REQUEST :: Rewrite the records below, changing every "top-left" to "upper-left" and leaving the rest as it is.
━━━━━ ITEMS
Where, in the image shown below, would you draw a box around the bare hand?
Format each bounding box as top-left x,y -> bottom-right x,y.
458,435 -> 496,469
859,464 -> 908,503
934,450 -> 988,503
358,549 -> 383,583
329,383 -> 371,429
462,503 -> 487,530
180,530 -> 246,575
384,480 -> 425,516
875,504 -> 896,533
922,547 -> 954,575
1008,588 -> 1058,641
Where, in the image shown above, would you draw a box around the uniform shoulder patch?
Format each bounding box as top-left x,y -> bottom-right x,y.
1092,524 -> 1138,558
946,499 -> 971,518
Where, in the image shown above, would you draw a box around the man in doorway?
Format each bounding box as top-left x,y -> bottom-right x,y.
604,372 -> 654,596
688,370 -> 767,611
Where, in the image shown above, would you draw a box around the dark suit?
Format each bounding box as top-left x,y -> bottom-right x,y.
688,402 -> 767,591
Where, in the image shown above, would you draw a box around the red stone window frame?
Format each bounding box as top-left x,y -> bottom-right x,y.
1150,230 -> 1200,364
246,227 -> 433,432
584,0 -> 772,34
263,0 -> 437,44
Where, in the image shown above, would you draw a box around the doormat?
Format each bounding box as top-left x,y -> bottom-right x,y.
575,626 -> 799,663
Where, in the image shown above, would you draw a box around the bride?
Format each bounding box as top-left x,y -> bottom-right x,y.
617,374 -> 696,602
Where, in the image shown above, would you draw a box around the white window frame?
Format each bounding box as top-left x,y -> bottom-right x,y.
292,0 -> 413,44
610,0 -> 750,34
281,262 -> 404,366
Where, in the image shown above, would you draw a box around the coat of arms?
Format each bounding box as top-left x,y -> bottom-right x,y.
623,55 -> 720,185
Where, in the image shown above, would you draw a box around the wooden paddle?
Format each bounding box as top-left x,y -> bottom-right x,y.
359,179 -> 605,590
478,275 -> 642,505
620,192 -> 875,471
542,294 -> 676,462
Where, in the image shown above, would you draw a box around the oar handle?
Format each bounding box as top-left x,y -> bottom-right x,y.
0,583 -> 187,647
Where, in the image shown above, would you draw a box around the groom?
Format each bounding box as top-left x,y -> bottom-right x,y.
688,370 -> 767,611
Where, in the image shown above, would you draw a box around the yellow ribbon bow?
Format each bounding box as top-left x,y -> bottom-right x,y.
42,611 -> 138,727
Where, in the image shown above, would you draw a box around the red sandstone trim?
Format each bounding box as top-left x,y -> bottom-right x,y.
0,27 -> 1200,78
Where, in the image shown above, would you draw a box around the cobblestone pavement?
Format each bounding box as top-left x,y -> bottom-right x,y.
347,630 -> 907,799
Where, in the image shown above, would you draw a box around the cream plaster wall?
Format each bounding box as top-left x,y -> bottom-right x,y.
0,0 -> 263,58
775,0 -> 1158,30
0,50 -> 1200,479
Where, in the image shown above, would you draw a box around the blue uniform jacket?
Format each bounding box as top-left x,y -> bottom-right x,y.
━━━━━━━━━━
EXERCISE ANSWER ::
Where, in the image shown below, would you draw a box around the bare hand?
Format each bounding box as upper-left x,y -> bottom-right x,y.
458,435 -> 496,469
859,464 -> 908,503
934,450 -> 988,503
358,549 -> 383,583
329,383 -> 371,429
462,503 -> 487,530
180,530 -> 246,575
384,480 -> 425,516
875,504 -> 896,533
922,547 -> 954,575
1008,588 -> 1058,641
Where, in the image shown above, would you draw a box around the uniform shoulder patch?
Format each bounding box as upper-left x,y -> bottom-right x,y.
1092,524 -> 1138,558
946,499 -> 971,518
Where, in the image shown above, would you draw a box around the man in doorway?
Format each bounding box as upper-left x,y -> bottom-right x,y.
604,372 -> 654,596
688,370 -> 767,611
Where, in the image shown above, would you draw a box around the dark suit?
Format each bounding box as upper-left x,y -> bottom-right x,y.
688,402 -> 767,591
Where, in the image shown above, would you draw a box around the red stone window frame?
Format each bounding box as upper-left x,y -> bottom-right x,y.
1150,230 -> 1200,364
246,227 -> 433,432
584,0 -> 772,34
263,0 -> 437,44
Where, in the image shown above, would you draw a box around the doormat?
Format each bounding box as upper-left x,y -> bottom-right x,y.
575,626 -> 799,663
Where, in the image shown above, would you draw a box around the bride?
Format each bounding box as upper-left x,y -> bottom-right x,y.
617,374 -> 696,602
Where, in the image shown above, would you draw a box around the white window frame?
Format each bounding box as upper-left x,y -> bottom-right x,y.
292,0 -> 413,44
610,0 -> 750,34
281,262 -> 404,366
Where, in the image shown above, would you draw a box around the coat of arms?
Format each bounding box as upper-left x,y -> bottom-right x,y.
623,55 -> 720,185
Where, in the image shown above, would you draw a box around the wooden paddle?
Format each bounding box as upper-left x,y -> bottom-right x,y.
359,179 -> 605,590
478,275 -> 642,505
620,192 -> 875,471
542,294 -> 676,462
Where, in the image shown above, would you draw a box around the oar handle?
Format each bounding box as upper-left x,y -> bottom-right x,y.
0,583 -> 187,647
Where, in the image shown above, would you draw a box around the groom?
Format each bounding box as upper-left x,y -> bottom-right x,y.
688,370 -> 767,611
Where, in the image shown above, would you draw a box around the yellow ribbon bow?
Format each bounding box as upper-left x,y -> bottom-right x,y.
42,611 -> 138,727
Where, in the image shown above, would you draw a box around the red sandstone trim?
Format each bounding box as upper-left x,y -> bottom-right x,y.
0,27 -> 1200,78
Where, in the image shown above, would you draw a box around the cobblestone pavement?
Format each bounding box as upper-left x,y -> bottom-right x,y.
347,630 -> 907,799
Where, in the image shown above, would you draw a box around the cream plaster wall?
Format each bounding box as upper-left x,y -> bottom-right x,y.
0,0 -> 263,58
775,0 -> 1158,30
0,50 -> 1200,479
Where, in the image shown above, would you draw a box around the blue uniform jacket?
Format each bounding box as upper-left x,y -> bottom-right x,y.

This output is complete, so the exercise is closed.